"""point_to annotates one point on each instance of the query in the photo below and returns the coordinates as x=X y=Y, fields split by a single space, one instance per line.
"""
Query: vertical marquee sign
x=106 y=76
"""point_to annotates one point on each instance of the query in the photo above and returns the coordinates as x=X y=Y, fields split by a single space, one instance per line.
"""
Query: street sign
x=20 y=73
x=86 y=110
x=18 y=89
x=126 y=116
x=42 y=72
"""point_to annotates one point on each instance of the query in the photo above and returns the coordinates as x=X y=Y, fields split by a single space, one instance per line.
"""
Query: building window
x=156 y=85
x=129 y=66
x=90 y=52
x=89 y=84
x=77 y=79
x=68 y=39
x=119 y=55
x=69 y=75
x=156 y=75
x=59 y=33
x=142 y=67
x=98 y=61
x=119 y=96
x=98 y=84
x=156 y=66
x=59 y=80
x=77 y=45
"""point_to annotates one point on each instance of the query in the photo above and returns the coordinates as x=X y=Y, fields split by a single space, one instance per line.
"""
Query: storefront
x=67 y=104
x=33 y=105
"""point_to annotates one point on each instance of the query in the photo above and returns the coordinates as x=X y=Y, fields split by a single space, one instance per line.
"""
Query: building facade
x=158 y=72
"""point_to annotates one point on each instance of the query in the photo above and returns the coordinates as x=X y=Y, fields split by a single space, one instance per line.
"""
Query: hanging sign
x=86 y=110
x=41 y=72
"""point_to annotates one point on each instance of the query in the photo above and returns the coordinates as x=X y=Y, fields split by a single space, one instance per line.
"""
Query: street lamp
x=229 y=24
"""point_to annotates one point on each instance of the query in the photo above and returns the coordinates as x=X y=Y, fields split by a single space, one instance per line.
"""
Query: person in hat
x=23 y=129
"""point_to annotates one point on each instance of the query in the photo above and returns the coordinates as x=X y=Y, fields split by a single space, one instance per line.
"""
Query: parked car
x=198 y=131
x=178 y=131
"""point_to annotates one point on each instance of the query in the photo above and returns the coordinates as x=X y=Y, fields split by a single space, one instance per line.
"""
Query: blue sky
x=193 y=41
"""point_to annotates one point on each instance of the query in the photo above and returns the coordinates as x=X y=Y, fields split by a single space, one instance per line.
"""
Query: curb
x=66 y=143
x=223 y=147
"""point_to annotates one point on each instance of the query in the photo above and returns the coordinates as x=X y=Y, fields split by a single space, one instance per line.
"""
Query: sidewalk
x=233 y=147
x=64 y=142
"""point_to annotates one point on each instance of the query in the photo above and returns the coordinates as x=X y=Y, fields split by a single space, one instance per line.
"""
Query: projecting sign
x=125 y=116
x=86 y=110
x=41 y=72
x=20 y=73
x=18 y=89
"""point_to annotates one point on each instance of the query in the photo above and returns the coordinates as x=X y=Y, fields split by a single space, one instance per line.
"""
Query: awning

> Work instructions
Each entry should be reproduced in the output exactly.

> Expected answer
"""point_to annotates one point on each instance of the query in the photo below and returns the coordinates as x=X y=Y, fields split by a single space, one instance per line.
"""
Query: vertical marquee sign
x=106 y=76
"""point_to annotates one point on each instance of the query in the photo above and returns the coordinates as x=X y=Y, fields split by a single space, one instance per line.
"""
Query: street sign
x=20 y=73
x=86 y=110
x=18 y=89
x=126 y=116
x=42 y=72
"""point_to annotates one point on each instance of the query in the photo above and returns the coordinates as x=X y=Y, fields split by a single space, one instance per line.
"""
Query: building window
x=156 y=85
x=129 y=66
x=90 y=52
x=89 y=84
x=77 y=79
x=68 y=39
x=119 y=55
x=69 y=75
x=156 y=75
x=59 y=33
x=142 y=67
x=98 y=61
x=119 y=96
x=98 y=84
x=156 y=66
x=59 y=80
x=77 y=45
"""point_to annotates one point on each instance of the query in the photo above and returns the coordinates as x=X y=Y, fields split by a single space, one instance per line.
"""
Query: storefront
x=67 y=104
x=33 y=105
"""point_to annotates one point on each instance of the query in the photo above and returns the coordinates as x=X y=Y, fields split by a single space, one instance per line.
"""
Query: building facade
x=158 y=72
"""point_to annotates one point on each instance of the query in the photo above and returns the coordinates as x=X y=Y, fields split by a single space, one instance per line.
"""
Query: hanging sign
x=86 y=110
x=41 y=72
"""point_to annotates one point on each instance of the query in the photo above and returns the coordinates as x=X y=Y, fields split by a single space, one instance per line.
"""
Query: street lamp
x=229 y=24
"""point_to annotates one point on each instance of the query in the photo above and returns the coordinates as x=X y=Y, fields split by a single space, one instance per line.
"""
Query: person in hat
x=23 y=129
"""point_to annotates one point on each instance of the query in the photo above and returns the coordinates as x=X y=Y, fields split by a single space, one instance per line.
"""
Query: parked car
x=198 y=131
x=178 y=131
"""point_to annotates one point on each instance of the query in the photo above and returns the coordinates as x=X y=Y, fields split by a single space, one instance per line.
"""
Query: blue sky
x=193 y=41
"""point_to annotates one point on each instance of the query in the photo above and returns the coordinates as x=X y=Y, fields split by a single space, one instance per line.
"""
Query: curb
x=66 y=143
x=223 y=147
"""point_to annotates one point on each instance of the query in the photo above and returns the coordinates as x=X y=Y, fields split by a single space, one instance per line.
"""
Query: sidewalk
x=233 y=147
x=64 y=142
"""point_to annotates one point on each instance of the query in the photo above and returns the coordinates as x=X y=Y, fields split by a single space, one instance per line.
"""
Query: projecting sign
x=125 y=116
x=86 y=110
x=41 y=72
x=20 y=73
x=18 y=89
"""point_to annotates one point on each instance of the query in the photo above and returns the coordinates as x=X y=Y, fields split by a single space, one instance per line.
"""
Query: awning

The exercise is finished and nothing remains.